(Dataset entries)
☆ ☆ ☆ ☆ ☆ ☆ ☆
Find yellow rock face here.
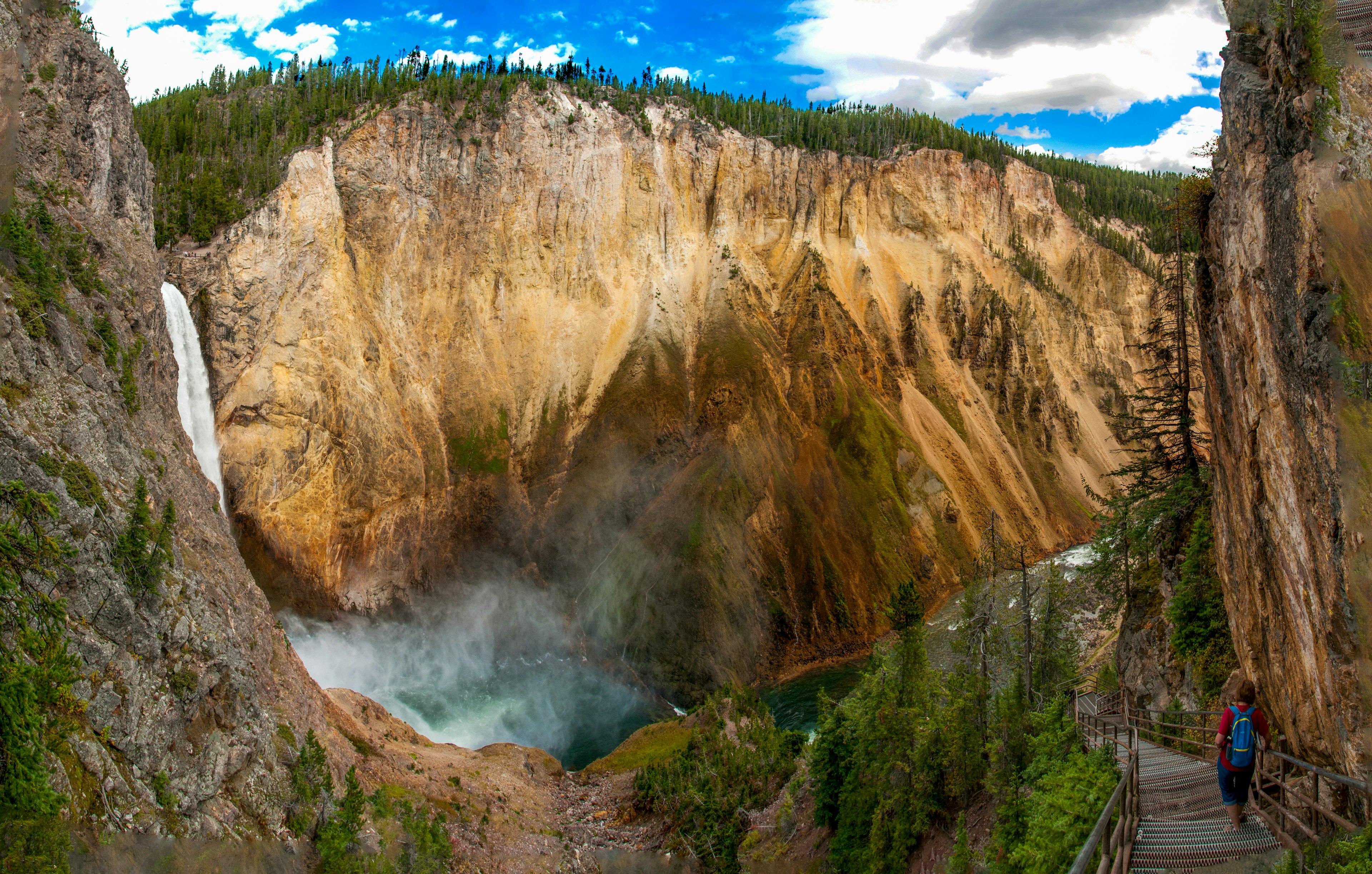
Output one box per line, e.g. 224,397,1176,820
181,86,1150,687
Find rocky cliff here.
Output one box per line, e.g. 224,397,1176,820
169,85,1150,690
0,3,376,834
1196,10,1372,771
0,0,560,845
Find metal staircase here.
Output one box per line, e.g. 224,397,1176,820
1072,689,1372,874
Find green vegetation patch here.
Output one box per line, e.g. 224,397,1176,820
447,410,510,473
133,51,1180,251
583,719,690,774
634,686,805,874
287,729,453,874
0,480,82,871
111,475,177,595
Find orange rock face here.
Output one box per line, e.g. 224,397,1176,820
173,86,1148,687
1198,33,1372,773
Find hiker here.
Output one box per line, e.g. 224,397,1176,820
1214,679,1271,831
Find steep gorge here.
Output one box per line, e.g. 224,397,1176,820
0,0,587,845
1196,15,1372,774
169,85,1151,694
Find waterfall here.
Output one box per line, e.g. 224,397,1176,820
162,283,228,512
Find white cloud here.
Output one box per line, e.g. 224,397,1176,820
81,0,181,34
191,0,314,33
778,0,1225,119
996,122,1052,140
429,48,483,66
253,22,339,60
81,0,258,100
96,19,258,100
516,42,576,67
1098,106,1222,173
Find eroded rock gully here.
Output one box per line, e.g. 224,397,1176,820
0,0,560,837
169,85,1148,693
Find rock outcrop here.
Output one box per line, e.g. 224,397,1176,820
0,0,370,835
0,0,571,845
1196,15,1372,773
169,84,1150,691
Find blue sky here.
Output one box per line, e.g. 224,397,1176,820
81,0,1225,169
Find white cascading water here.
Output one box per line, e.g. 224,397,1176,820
162,283,224,508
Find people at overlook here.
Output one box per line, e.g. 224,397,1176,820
1214,679,1271,831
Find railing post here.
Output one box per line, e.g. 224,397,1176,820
1310,771,1320,834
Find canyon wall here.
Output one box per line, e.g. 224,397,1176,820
169,84,1150,693
0,0,370,835
1196,22,1372,773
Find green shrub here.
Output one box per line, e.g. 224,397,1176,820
634,686,804,874
1168,495,1239,698
62,458,108,510
114,475,176,596
167,668,200,698
119,338,144,416
0,480,81,818
449,410,509,473
152,771,177,810
95,316,119,368
0,811,71,874
285,729,333,837
398,803,453,874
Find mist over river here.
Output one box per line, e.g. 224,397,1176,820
280,583,671,770
279,546,1089,770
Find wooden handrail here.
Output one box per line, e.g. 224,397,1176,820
1069,748,1139,874
1265,749,1372,794
1083,696,1372,848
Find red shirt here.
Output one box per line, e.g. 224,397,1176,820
1216,707,1268,771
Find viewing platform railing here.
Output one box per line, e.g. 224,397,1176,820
1072,689,1372,874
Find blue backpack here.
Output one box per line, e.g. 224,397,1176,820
1228,705,1258,768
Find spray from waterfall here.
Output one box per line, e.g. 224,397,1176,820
162,283,227,509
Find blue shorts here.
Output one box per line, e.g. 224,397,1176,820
1214,761,1253,807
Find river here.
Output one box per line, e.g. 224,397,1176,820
761,543,1091,733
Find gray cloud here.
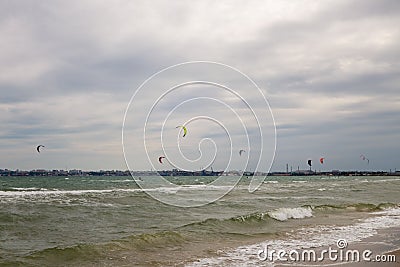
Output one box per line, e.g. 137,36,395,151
0,0,400,170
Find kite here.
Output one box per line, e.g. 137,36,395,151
36,145,44,153
360,155,369,164
158,156,165,164
175,125,187,137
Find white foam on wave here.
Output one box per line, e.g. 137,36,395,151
11,187,48,191
268,207,312,221
186,208,400,267
0,185,234,201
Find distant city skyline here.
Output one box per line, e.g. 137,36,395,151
0,0,400,172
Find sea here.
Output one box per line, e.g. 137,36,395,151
0,175,400,266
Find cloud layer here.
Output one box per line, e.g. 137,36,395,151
0,0,400,170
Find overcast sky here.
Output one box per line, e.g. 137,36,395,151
0,0,400,171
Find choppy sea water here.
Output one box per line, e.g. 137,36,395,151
0,176,400,266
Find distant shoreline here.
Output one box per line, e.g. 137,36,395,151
0,169,400,177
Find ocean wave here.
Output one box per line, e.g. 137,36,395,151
186,207,400,267
24,231,187,266
268,207,313,221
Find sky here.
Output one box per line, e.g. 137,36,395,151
0,0,400,171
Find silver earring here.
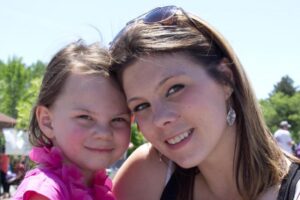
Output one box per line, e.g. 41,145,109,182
226,106,236,126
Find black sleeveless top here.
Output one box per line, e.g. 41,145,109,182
160,163,300,200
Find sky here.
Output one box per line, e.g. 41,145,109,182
0,0,300,99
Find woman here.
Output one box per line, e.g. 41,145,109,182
111,6,299,200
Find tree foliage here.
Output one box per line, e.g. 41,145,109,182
0,57,45,128
260,76,300,142
16,77,42,129
127,123,145,156
0,58,29,118
271,75,297,96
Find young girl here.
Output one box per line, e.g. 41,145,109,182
14,41,130,200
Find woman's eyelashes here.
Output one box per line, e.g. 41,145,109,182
166,84,184,97
77,115,93,121
132,84,185,113
133,103,150,112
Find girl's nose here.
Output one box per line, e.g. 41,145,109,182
94,124,113,140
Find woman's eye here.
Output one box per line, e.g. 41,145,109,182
112,117,129,123
77,115,93,121
166,84,184,97
133,103,150,112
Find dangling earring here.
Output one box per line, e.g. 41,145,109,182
226,106,236,126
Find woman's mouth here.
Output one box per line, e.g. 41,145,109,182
166,128,194,145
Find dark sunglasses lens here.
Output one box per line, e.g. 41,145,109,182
143,6,177,23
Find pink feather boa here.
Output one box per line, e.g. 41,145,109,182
29,147,115,200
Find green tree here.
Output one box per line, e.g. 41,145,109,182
260,92,300,142
0,58,29,118
127,123,146,156
17,77,42,130
271,75,297,96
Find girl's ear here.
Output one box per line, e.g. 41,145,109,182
218,58,234,100
35,106,54,139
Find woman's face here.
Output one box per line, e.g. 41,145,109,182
122,53,231,168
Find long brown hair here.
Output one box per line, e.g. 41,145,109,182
110,5,288,199
29,40,111,147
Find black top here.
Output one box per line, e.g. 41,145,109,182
160,163,300,200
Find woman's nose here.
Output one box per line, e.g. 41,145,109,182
152,103,180,127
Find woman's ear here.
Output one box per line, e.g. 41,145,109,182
217,58,234,100
35,106,54,139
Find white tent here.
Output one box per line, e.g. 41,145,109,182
2,128,31,155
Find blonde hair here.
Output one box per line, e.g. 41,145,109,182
110,7,288,199
29,40,111,147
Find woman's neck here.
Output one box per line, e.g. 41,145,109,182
194,127,242,199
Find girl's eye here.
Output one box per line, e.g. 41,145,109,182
166,84,184,97
133,103,150,112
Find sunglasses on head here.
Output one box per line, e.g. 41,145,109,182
110,6,200,45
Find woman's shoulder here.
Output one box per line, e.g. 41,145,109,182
113,143,168,200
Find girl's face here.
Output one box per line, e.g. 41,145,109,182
122,53,233,168
38,73,130,177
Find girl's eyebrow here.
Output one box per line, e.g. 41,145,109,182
74,107,130,116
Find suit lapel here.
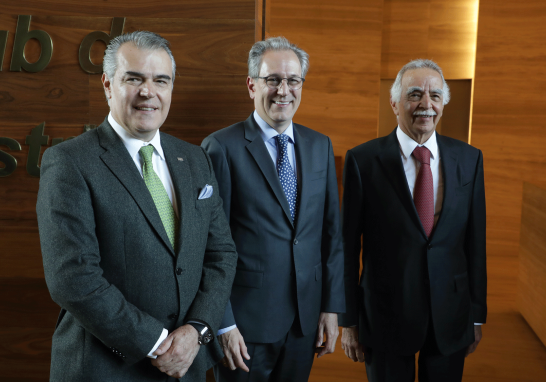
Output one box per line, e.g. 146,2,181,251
245,115,294,227
161,133,195,254
434,134,460,231
378,129,427,237
97,120,174,255
293,124,312,230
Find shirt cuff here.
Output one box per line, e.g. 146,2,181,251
147,328,169,359
216,325,237,336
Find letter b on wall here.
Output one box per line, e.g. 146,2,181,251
10,15,53,73
79,17,125,74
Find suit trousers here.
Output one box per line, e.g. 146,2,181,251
214,317,316,382
366,321,467,382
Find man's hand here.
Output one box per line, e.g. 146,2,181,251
218,328,250,373
315,312,339,358
341,326,365,363
152,324,201,378
465,325,482,357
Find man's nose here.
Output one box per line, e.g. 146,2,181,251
139,83,154,98
277,79,290,95
421,93,432,110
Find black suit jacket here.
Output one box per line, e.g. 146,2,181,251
37,120,237,382
340,130,487,355
202,115,345,343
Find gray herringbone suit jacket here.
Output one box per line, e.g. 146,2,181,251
36,120,237,382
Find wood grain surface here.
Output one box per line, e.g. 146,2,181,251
269,0,383,158
518,183,546,345
381,0,478,80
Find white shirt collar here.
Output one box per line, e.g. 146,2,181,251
253,110,296,143
396,126,438,159
108,113,165,160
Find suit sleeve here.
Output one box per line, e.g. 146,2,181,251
183,149,237,332
321,138,345,313
201,136,235,329
339,151,364,327
36,145,163,363
465,151,487,323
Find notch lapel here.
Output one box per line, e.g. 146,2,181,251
378,129,427,238
97,120,174,255
245,114,294,227
161,133,195,255
293,123,313,227
434,134,461,231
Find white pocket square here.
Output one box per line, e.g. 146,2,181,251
197,184,212,199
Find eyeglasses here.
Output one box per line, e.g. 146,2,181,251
257,76,305,90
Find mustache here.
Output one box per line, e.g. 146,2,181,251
413,110,438,116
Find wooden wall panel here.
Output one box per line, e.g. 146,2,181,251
381,0,478,80
0,0,256,381
518,183,546,345
269,0,383,158
2,0,254,20
472,0,546,262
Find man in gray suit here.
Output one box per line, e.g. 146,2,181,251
37,32,237,382
202,37,345,382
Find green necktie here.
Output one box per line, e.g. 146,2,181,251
139,145,178,249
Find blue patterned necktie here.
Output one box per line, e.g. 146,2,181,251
275,134,298,221
139,145,178,249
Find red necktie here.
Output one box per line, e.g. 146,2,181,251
412,146,434,237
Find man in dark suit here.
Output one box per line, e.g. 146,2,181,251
202,37,345,382
340,60,487,382
37,32,237,382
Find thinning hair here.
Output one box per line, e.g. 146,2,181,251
391,58,451,105
102,31,176,84
248,36,309,78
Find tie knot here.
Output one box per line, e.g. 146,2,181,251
276,134,288,147
412,146,430,166
138,145,154,163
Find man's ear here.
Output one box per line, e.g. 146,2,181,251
101,73,112,99
246,77,256,99
390,97,400,117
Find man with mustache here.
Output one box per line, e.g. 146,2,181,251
340,60,487,382
202,37,345,382
36,31,237,382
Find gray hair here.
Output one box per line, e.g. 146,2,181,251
391,58,451,105
102,31,176,84
248,36,309,78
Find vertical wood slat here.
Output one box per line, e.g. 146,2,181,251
518,183,546,346
269,0,383,158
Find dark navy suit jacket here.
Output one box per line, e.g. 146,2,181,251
202,115,345,343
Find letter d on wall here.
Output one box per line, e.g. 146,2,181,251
79,17,125,74
10,15,53,73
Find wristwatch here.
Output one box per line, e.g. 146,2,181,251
186,320,214,345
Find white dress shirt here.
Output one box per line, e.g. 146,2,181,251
396,126,482,325
108,113,170,358
396,127,444,227
253,110,297,172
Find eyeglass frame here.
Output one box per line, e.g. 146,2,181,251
256,75,305,90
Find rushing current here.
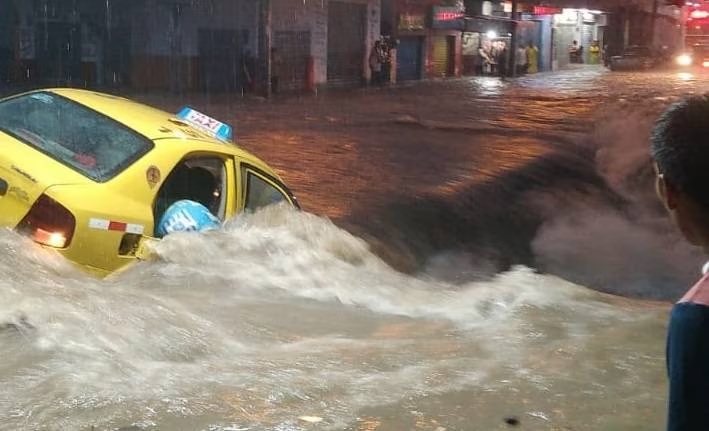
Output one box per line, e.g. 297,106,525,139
0,67,706,431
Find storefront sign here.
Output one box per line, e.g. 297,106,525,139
431,6,465,28
532,6,562,15
399,13,426,31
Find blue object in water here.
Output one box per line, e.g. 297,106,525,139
157,200,221,237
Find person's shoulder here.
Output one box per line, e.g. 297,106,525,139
679,273,709,307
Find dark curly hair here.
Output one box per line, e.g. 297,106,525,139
651,94,709,210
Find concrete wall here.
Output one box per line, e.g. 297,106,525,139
133,0,259,56
271,0,381,85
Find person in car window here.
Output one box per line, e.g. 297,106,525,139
155,164,221,237
651,95,709,431
157,199,221,237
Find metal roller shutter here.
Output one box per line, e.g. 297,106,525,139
431,36,449,77
327,1,367,84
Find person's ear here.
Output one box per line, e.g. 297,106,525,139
655,174,679,211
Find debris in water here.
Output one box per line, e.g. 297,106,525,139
505,416,519,427
298,416,322,424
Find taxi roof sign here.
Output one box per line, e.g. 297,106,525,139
177,106,232,141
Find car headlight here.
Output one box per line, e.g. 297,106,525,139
675,54,692,66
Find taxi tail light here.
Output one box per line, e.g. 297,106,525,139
17,195,76,248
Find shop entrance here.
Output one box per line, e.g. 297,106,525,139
327,1,367,85
432,36,455,77
396,37,423,81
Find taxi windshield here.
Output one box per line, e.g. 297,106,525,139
0,92,153,182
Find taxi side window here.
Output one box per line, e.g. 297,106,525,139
154,157,227,230
244,170,289,211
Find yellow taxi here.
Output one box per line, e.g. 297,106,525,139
0,88,298,276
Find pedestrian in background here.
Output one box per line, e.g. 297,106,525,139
271,47,283,94
651,95,709,431
569,41,579,63
515,45,528,76
527,42,539,73
369,40,382,85
588,40,601,64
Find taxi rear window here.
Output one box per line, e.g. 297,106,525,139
0,92,153,182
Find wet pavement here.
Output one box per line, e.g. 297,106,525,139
0,67,707,431
137,66,709,297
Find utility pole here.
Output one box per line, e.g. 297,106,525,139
507,0,517,76
648,0,659,46
258,0,272,97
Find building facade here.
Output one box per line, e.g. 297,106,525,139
0,0,381,93
382,0,465,81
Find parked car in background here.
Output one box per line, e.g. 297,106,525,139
675,45,709,72
608,45,664,70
☆ ☆ ☆ ☆ ☆ ☆ ☆
**THE PROBLEM:**
Copy out the data verbatim, starting at the line that contains "Find river here." and ending at the line that contains "111,6,299,200", with both of those lines included. Omit the pictures from your copy.

**RESULT OF THE TASK:**
Find river here.
Output one box per line, e.g. 224,397,1176,820
761,543,1091,733
Find gray cloud here.
Output one box per line, e.g. 137,36,395,151
0,0,400,170
Find kite here.
Output one box per line, e.g. 137,36,395,151
36,145,44,153
360,155,369,164
158,156,165,164
175,125,187,137
Find white foam on wave here.
Output one box per line, e.g. 137,36,395,151
11,187,48,191
268,207,312,221
186,208,400,267
0,185,234,201
Find distant city skyline here.
Output one box per line, e.g. 137,36,395,151
0,0,400,172
Find sea here.
Output one box per line, e.g. 137,36,395,151
0,175,400,266
Find cloud layer here.
Output one box per line, e.g. 137,36,395,151
0,0,400,170
Find overcast sky here.
Output one box per line, e.g. 137,36,395,151
0,0,400,171
Find choppy sea water here.
Output one box per line, e.g. 137,36,395,151
0,176,400,266
Find distant shoreline here.
Output one box per line, e.g. 137,36,395,151
0,169,400,177
Find ocean wave here.
Output one box per line, e.g. 137,36,395,151
186,207,400,267
24,231,187,266
268,207,313,221
Find sky here.
Output one box per line, e.g. 137,36,395,151
0,0,400,171
Find silver earring here.
Output one box per line, e.g. 41,145,109,182
226,106,236,126
Find black sleeveless top here.
Output one box per line, e.g. 41,145,109,182
160,163,300,200
Find sky here.
Output one box per line, e.g. 41,145,109,182
0,0,300,99
Find woman here.
Output one box per line, e.g. 41,145,109,182
111,6,299,200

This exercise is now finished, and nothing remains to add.